### Fonte
== == ==

Título: No teu deserto
Autor: Miguel Sousa Tavares
Editora: Oficina do Livro
Nº de páginas: 125
Autor: Miguel Sousa Tavares
Editora: Oficina do Livro
Nº de páginas: 125
SINOPSE
No teu deserto
aparece no site da Wook como romance, o mesmo acontecendo no site da FNAC.
Segundo julgo saber, Miguel Sousa Tavares (MST) classifica-o como um “quase
romance”. Na minha opinião, no entanto, este livro consiste mais numa crónica
de viagem que MST fez pelo deserto do Sahara durante quarenta dias em 1987
acompanhado por Cláudia, quinze anos mais nova que MST nessa altura.
Passados 20 anos, MST escreve sobre essa viagem deixando-nos
perceber o que ele e Cláudia sentiram e como partilharam os múltiplos desafios,
obstáculos e peripécias próprios de um destino tão inóspito quanto um deserto
pode ser, e como isso os marcou indelevelmente.
AS MINHAS OBSERVAÇÕES
Li este livro pela primeira vez em 2009 logo após a sua
primeira edição pela Oficina do Livro. Recentemente, ao ler Não se encontra o que se procura, também
de MST e sobre o qual escrevi aqui, despertou em mim o desejo de reler No teu deserto. Penso que, por si só,
este já é um sinal muito positivo acerca do livro – quando sentimos vontade de
reler um livro é porque encontramos nesse livro algo que nos marcou e ao qual
precisamos voltar.
No teu deserto é
um livro de olhares – o olhar de MST sobre o que vê na viagem, o seu olhar
sobre Cláudia e o seu olhar sobre si mesmo. A dada altura encontramos estas
palavras «A terra pertence ao seu dono, mas a paisagem pertence a quem a sabe
olhar. E era assim connosco naqueles dias, também. Éramos donos do que víamos:
até onde o olhar alcançava, era tudo nosso.»
Penso que este livro será apreciado por quem gosta
particularmente de viajar, mas não só. De facto, encontramos algumas frases que
são uma delícia e que explicam o facto de ter relido este livro na tarde deste
domingo, 5 de março:
«A maior parte do
tempo, porém, o que nós partilhávamos era o silêncio. E isso eu aprendi
contigo, porque não sabia. Para mim, o silêncio era sinal de distância, de mal-estar,
de desentendimento. Ao princípio, quando ficávamos calados muito tempo, eu
sentia-me inquieta, desconfortável, e começava a falar só para afastar esse
anjo mau que estava a passar entre nós.
Um dia tu disseste-me:
- Cláudia, não precisas de falar só porque vamos calados. A coisa mais difícil e mais bonita de partilhar entre duas pessoas é o silêncio.»
Um dia tu disseste-me:
- Cláudia, não precisas de falar só porque vamos calados. A coisa mais difícil e mais bonita de partilhar entre duas pessoas é o silêncio.»

== == ==

### Instrução 1
Enumera todas as linhas abaixo em que aparece a palavra "white".

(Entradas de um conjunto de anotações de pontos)
== == ==

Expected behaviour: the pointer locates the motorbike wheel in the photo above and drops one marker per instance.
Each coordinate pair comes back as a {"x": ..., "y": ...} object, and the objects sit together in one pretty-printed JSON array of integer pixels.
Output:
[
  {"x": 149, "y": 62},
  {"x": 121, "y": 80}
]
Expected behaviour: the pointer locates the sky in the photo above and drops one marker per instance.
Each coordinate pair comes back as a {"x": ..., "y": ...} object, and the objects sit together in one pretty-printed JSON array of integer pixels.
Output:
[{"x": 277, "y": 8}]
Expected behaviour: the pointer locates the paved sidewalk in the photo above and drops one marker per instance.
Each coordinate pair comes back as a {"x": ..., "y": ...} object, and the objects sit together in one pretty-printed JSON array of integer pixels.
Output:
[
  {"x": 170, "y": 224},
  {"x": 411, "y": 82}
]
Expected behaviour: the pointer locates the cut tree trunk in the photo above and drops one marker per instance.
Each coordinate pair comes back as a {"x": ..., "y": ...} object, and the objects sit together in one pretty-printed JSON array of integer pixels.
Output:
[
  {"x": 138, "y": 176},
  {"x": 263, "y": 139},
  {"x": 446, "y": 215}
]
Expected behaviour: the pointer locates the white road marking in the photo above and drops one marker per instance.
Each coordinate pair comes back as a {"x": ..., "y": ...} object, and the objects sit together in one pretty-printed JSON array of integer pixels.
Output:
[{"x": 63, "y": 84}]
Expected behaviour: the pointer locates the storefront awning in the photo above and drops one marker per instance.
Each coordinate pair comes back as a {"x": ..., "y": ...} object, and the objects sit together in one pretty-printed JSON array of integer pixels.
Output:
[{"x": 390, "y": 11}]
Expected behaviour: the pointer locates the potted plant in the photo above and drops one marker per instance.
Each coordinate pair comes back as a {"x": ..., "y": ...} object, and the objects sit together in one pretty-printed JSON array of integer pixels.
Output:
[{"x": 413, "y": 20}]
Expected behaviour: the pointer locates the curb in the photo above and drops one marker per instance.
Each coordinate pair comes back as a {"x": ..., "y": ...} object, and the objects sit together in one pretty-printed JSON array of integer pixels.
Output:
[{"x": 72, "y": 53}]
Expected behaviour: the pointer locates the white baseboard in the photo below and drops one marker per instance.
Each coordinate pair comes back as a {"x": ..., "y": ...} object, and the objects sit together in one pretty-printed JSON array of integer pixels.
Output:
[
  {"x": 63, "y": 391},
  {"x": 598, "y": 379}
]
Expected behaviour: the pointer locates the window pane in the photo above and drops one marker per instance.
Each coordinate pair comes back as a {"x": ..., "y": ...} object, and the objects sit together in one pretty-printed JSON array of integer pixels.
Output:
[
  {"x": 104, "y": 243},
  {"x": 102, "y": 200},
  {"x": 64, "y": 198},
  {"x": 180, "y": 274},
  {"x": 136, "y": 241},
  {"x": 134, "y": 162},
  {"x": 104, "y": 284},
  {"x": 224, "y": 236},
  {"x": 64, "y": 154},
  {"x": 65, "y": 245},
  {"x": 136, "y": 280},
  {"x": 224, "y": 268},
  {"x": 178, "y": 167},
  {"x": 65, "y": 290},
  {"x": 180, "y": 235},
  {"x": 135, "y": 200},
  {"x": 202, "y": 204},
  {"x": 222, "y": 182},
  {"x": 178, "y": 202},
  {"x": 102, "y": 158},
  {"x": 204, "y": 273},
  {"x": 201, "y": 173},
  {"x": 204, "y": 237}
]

== == ==

### Instrução 2
Transcreve palavra por palavra um trecho da crítica ao livro No teu deserto, acima. Começa nas palavras "Passados 20 anos, MST" e termina depois de "precisamos voltar.".

### Resposta final 1
Expected behaviour: the pointer locates the white road marking in the photo above and drops one marker per instance.
Expected behaviour: the pointer locates the white baseboard in the photo below and drops one marker per instance.

### Resposta final 2
Passados 20 anos, MST escreve sobre essa viagem deixando-nos
perceber o que ele e Cláudia sentiram e como partilharam os múltiplos desafios,
obstáculos e peripécias próprios de um destino tão inóspito quanto um deserto
pode ser, e como isso os marcou indelevelmente.
AS MINHAS OBSERVAÇÕES
Li este livro pela primeira vez em 2009 logo após a sua
primeira edição pela Oficina do Livro. Recentemente, ao ler Não se encontra o que se procura, também
de MST e sobre o qual escrevi aqui, despertou em mim o desejo de reler No teu deserto. Penso que, por si só,
este já é um sinal muito positivo acerca do livro – quando sentimos vontade de
reler um livro é porque encontramos nesse livro algo que nos marcou e ao qual
precisamos voltar.